Input for this task →
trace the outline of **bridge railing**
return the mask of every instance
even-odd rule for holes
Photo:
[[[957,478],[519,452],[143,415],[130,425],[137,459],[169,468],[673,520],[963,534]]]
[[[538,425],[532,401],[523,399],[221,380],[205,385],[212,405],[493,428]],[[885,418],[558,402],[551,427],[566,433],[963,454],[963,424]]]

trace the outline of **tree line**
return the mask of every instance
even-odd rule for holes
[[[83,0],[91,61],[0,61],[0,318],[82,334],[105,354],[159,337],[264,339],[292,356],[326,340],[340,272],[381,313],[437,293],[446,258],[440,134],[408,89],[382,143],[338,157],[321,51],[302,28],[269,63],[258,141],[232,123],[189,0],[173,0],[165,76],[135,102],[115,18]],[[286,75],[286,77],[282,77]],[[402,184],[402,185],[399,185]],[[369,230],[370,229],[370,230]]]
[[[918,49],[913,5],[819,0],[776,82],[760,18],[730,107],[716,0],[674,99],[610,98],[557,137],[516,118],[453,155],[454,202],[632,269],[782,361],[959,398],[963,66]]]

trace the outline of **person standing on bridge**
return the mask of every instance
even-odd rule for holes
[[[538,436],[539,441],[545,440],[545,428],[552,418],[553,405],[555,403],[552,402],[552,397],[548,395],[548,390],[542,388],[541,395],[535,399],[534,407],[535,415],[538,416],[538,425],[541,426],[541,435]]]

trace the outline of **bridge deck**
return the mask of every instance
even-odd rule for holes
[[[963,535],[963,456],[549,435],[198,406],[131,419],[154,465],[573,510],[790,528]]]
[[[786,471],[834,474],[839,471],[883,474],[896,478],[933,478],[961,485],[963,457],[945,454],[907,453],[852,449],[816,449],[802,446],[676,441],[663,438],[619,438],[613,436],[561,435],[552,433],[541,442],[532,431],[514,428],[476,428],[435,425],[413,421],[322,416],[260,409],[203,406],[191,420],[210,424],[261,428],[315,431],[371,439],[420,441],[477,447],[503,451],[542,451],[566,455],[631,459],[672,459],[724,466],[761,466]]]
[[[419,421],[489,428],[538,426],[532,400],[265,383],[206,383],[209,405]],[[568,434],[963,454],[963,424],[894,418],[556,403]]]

Stated exercise →
Copy every line above word for word.

The answer →
trace the outline of **bridge railing**
return the mask of every instance
even-odd rule for holes
Photo:
[[[957,478],[519,452],[143,415],[130,425],[137,459],[169,468],[673,520],[963,534]]]
[[[538,425],[532,401],[523,399],[221,380],[205,385],[212,405],[493,428]],[[885,418],[558,402],[551,427],[566,433],[963,454],[963,424]]]

trace the outline of **tree line**
return the mask of every instance
even-odd rule for holes
[[[83,0],[91,61],[0,61],[0,318],[82,334],[105,354],[159,337],[264,339],[292,356],[326,340],[340,272],[381,313],[437,293],[446,258],[440,134],[408,89],[382,143],[338,157],[321,51],[302,28],[269,63],[258,141],[232,123],[189,0],[173,0],[165,76],[135,102],[115,18]],[[286,75],[286,77],[282,77]],[[402,184],[402,185],[399,185]],[[369,230],[370,229],[370,230]]]
[[[918,49],[913,5],[819,0],[776,82],[760,18],[730,107],[716,0],[674,99],[610,98],[557,137],[516,118],[453,155],[454,202],[632,269],[782,361],[959,398],[963,66]]]

trace the outline of **person standing on bridge**
return the mask of every instance
even-odd rule for holes
[[[538,436],[539,441],[545,440],[545,428],[552,418],[553,405],[555,403],[552,402],[552,397],[548,395],[548,390],[542,388],[541,395],[535,399],[534,407],[535,415],[538,416],[538,425],[541,426],[541,435]]]

trace the outline of **bridge deck**
return the mask of every instance
even-odd rule for holes
[[[963,535],[963,456],[549,435],[198,406],[131,419],[154,465],[573,510],[790,528]]]
[[[786,471],[834,474],[839,471],[883,474],[896,478],[933,478],[961,485],[963,457],[945,454],[907,453],[852,449],[816,449],[802,446],[676,441],[663,438],[619,438],[613,436],[561,435],[552,433],[541,442],[532,431],[514,428],[476,428],[435,425],[413,421],[322,416],[260,409],[203,406],[191,420],[210,424],[261,428],[315,431],[371,439],[420,441],[477,447],[503,451],[542,451],[566,455],[631,459],[672,459],[724,466],[761,466]]]
[[[419,421],[489,428],[538,426],[532,400],[265,383],[206,383],[209,405]],[[568,434],[963,454],[963,424],[894,418],[556,403]]]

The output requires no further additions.